» Exercise data:
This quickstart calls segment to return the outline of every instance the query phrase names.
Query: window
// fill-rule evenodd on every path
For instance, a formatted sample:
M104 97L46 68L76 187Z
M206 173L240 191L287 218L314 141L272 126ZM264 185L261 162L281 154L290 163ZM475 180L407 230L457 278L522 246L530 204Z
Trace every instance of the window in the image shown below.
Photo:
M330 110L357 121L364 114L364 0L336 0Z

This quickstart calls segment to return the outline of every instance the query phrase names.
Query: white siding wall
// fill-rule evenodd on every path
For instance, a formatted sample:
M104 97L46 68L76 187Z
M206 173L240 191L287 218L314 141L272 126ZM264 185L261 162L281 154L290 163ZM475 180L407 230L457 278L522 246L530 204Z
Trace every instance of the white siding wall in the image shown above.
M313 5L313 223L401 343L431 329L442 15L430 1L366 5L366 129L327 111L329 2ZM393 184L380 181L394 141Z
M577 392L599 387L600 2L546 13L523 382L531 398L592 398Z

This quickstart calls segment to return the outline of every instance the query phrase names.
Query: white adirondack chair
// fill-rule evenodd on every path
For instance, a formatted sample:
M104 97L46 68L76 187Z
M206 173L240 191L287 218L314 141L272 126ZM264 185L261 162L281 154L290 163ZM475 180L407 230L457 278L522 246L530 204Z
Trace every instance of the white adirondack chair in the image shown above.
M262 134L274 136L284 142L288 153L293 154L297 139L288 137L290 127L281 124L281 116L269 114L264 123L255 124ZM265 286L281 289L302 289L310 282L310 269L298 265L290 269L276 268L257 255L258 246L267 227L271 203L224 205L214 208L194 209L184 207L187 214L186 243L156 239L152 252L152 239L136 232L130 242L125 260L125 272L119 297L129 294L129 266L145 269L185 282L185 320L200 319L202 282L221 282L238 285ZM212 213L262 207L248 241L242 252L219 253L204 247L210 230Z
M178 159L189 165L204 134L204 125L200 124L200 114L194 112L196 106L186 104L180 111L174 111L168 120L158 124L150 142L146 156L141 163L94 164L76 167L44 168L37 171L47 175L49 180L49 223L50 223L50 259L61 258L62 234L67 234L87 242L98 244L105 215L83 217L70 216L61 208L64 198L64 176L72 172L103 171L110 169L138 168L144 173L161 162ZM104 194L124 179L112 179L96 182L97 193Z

» Work order:
Copy out the records once more, exactly as they are written.

» Answer box:
This quickstart calls segment to return the outline of every instance the query phrase names.
Query: window
// fill-rule evenodd on every path
For instance, a formatted sample:
M104 97L46 68L76 187Z
M206 173L240 191L287 218L314 141L272 126ZM264 185L261 162L281 154L290 163ZM475 180L407 230L457 278L522 246L530 204Z
Trace every instance of the window in the image shown below.
Photo:
M330 110L357 121L364 114L364 0L336 0Z

This quickstart calls segment to return the outline of every instance the query phrase names.
Query: white siding wall
// fill-rule evenodd on every path
For instance, a formatted sample:
M104 97L46 68L76 187Z
M206 173L240 191L287 218L314 141L272 126ZM264 185L261 162L281 154L290 163ZM475 180L407 230L457 278L522 246L530 204Z
Trace every instance of the white siding wall in the image shown above.
M313 5L313 223L401 343L431 329L442 15L430 1L366 5L366 129L327 111L329 2ZM393 184L380 181L394 141Z
M577 392L599 387L600 2L546 13L523 382L531 398L592 398Z

This quickstart calls segment to return the outline of every instance the query phrase names.
Query: white adirondack chair
// fill-rule evenodd on every path
For instance, a formatted sample:
M104 97L46 68L76 187Z
M206 173L240 191L287 218L314 141L272 126ZM264 185L261 162L281 154L290 163ZM475 180L407 230L457 278L522 246L530 204Z
Trace every instance of the white adirondack chair in the image shown above.
M262 134L274 136L284 142L288 153L293 154L297 139L288 137L290 127L281 124L281 116L269 114L264 123L255 124ZM265 286L281 289L302 289L310 282L310 269L298 265L290 269L276 268L257 255L258 246L267 227L271 203L224 205L214 208L194 209L184 207L187 214L186 243L156 239L152 252L152 239L136 232L130 242L125 260L125 272L119 297L129 294L129 266L145 269L185 282L185 320L200 319L202 282L221 282L238 285ZM212 213L262 207L248 241L242 252L219 253L204 247L210 230Z
M178 159L189 165L204 134L204 125L200 124L200 114L194 112L196 106L186 104L180 111L174 111L168 120L158 124L150 142L146 156L141 163L94 164L76 167L44 168L37 171L47 175L49 180L49 223L50 223L50 259L61 258L62 234L67 234L87 242L98 244L105 215L83 217L70 216L61 208L64 198L64 176L72 172L103 171L110 169L138 168L144 173L161 162ZM104 194L124 179L112 179L96 182L97 193Z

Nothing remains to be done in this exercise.